SUPPLIED TEXT: Begin

Effects of elevated pCO2 and irradiance on growth, photosynthesis and calcification in Halimeda discoidea

K. E. Peach, Florida Atlantic University
M. S. Koch, Florida Atlantic University
P. L. Blackwelder, University of North Florida


Ocean acidification (OA) effects on photophysiology and calcification were examined in Halimeda discoidea, a calcifying macroalga that produces tropical reef sediments. Photosynthetic parameters, including maximum photosynthetic rate (Pmax), photosynthetic efficiency (α) and compensating irradiance (Ic) were determined in short-term assays on live thalli after a 10 d exposure to 4 levels of CO2 partial pressures (pCO2; 491, 653, 982 and 1201 μatm) under satura ting (300 μmol photons m-2 s-1) and sub-saturating (90 μmol photons m.2 s.1) irradiance in an aquaria study. Morphology of aragonite crystals produced in segments formed on adult thalli was characterized using scanning electron microscopy (SEM). Further, we examined crystal morphology and changes in inorganic content of non-living segments exposed to elevated (1201 μatm) and ambient pCO2 for 27 d to assess OA effects on carbonate sediments generated from H. discoidea. Even though Pmax was higher under elevated pCO2, this photophysiological response did not result in higher calcification rates. Based on crystal measurements and SEM imagery, aragonite crystals within new segments were indistinguishable across pCO2 and irradiance treatments. Under high irradiance, new segments showed a greater investment in organic versus inorganic production. Non-living segments contained narrower crystals after 27 d exposure to elevated pCO2 relative to controls, but differences were small (0.03 μm) and did not contribute significantly to changes in normalized biomass or inorganic content. Based on these results, H. discoidea will likely produce new calcified segments with intact aragonite crystals under year 2100 pCO2 levels at high and low irradiance, while aragonite crystals of the sediment may produce thinner needle carbonate muds.

SUPPLIED TEXT: End

# TO DO
List every photosynthetic parameter that the Halimeda discoidea abstract says was determined in the short-term assays, with its symbol. Nothing in the listing is needed for this work.

INFORMATION PROVIDED: Begin

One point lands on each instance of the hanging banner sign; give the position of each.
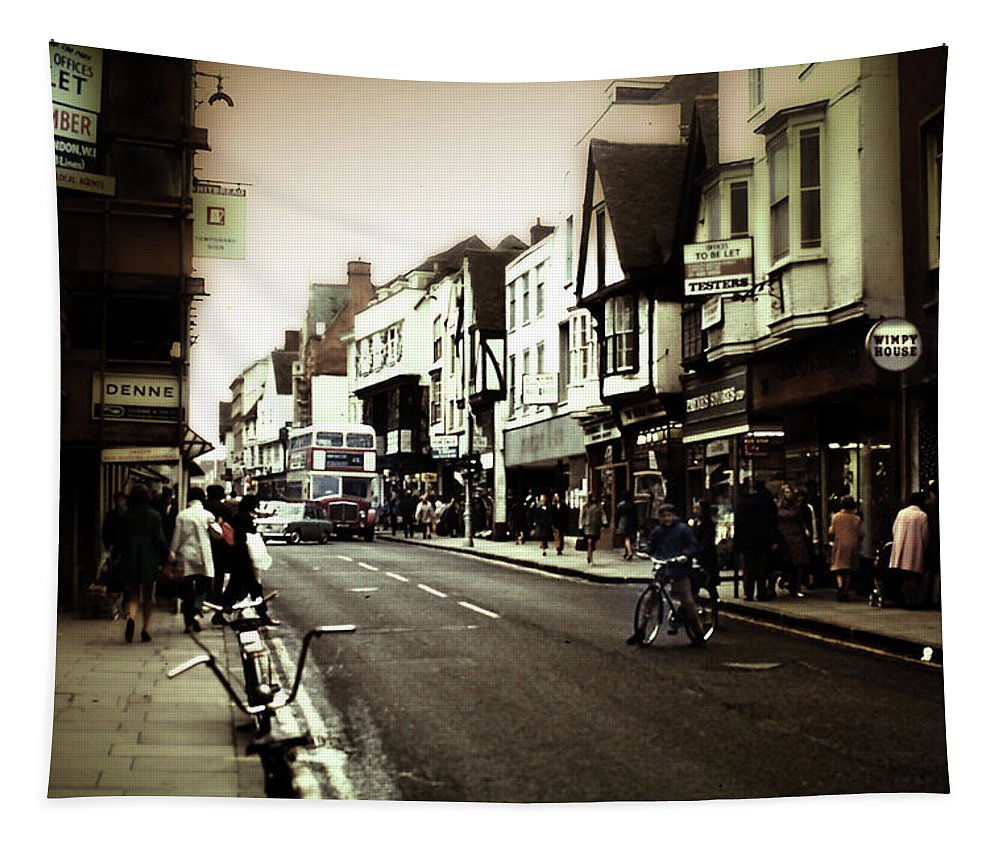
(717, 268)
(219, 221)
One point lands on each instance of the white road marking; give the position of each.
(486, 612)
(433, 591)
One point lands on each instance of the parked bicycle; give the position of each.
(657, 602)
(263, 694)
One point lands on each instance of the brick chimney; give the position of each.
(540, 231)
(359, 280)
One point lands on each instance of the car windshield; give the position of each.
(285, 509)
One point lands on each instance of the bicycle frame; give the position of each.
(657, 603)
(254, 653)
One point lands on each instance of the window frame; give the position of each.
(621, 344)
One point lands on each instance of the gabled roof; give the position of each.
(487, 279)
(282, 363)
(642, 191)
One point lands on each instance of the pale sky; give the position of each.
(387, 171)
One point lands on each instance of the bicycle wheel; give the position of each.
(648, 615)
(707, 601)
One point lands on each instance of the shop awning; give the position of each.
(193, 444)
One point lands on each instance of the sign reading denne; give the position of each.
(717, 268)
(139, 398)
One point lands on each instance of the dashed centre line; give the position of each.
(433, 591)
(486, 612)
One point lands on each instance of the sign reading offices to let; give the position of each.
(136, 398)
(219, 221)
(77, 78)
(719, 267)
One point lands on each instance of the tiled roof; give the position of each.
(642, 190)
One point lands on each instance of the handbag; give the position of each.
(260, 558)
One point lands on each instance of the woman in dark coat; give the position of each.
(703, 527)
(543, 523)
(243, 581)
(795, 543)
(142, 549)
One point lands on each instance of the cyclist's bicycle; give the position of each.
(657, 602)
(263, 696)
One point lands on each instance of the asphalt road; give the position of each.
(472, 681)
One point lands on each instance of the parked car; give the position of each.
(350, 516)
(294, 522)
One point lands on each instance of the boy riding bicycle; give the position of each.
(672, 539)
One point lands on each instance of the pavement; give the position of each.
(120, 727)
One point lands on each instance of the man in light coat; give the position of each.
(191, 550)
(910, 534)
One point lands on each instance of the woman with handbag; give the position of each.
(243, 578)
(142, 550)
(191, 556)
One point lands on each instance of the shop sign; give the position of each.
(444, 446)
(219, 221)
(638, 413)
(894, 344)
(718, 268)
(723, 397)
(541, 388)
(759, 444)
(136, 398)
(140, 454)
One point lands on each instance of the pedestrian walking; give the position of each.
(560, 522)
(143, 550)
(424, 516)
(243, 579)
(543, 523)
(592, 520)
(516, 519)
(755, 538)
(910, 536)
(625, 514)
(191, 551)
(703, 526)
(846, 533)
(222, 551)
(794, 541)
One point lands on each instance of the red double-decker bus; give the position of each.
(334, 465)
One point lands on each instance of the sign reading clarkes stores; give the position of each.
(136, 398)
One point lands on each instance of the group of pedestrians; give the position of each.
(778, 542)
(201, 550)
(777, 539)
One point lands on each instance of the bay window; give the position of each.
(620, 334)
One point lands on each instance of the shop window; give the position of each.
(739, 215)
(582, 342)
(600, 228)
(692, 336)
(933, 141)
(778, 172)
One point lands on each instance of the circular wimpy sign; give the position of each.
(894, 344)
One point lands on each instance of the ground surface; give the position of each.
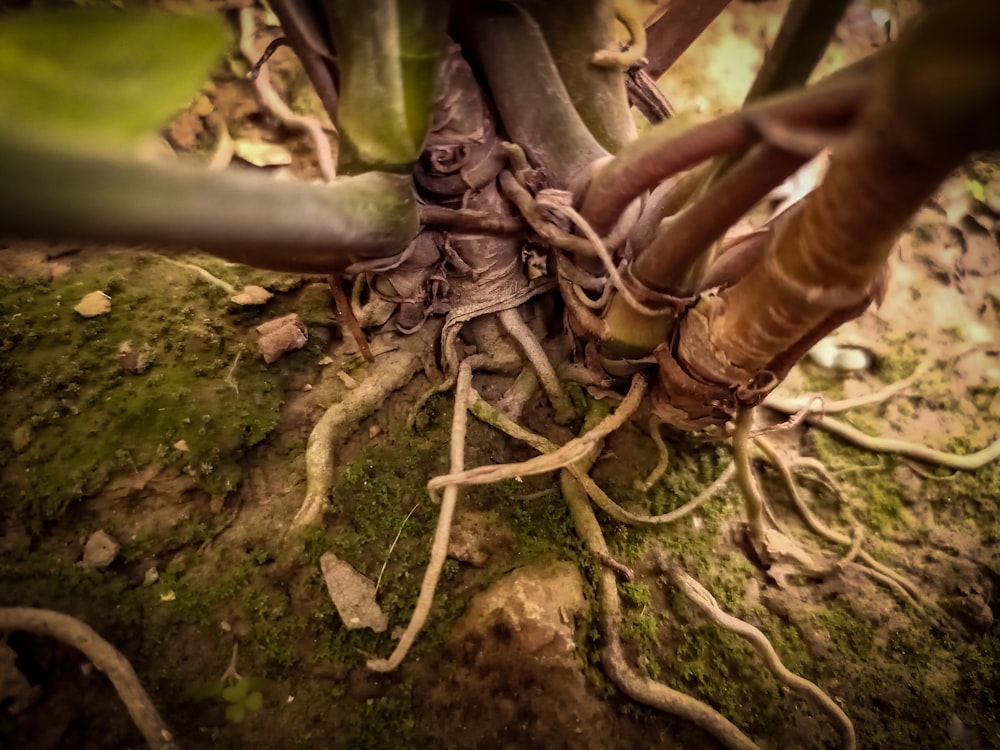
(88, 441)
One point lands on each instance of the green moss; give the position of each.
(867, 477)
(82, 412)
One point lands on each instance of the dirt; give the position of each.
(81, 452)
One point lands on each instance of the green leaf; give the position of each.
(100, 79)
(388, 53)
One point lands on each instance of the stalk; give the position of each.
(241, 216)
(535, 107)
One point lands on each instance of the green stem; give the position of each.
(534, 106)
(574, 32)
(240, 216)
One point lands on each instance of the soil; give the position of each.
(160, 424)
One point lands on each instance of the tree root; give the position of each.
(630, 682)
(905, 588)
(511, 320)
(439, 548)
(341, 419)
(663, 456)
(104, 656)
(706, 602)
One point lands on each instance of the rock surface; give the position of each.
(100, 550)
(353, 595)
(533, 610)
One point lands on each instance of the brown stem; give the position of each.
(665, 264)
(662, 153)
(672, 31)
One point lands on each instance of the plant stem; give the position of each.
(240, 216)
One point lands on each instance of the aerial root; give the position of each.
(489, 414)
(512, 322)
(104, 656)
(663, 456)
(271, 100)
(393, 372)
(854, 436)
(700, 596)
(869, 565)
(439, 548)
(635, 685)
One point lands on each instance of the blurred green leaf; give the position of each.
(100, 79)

INFORMATION PROVIDED: End

# SOLUTION TO THE PROBLEM
- Maximum photosynthetic rate (Pmax)
- Photosynthetic efficiency (α)
- Compensating irradiance (Ic)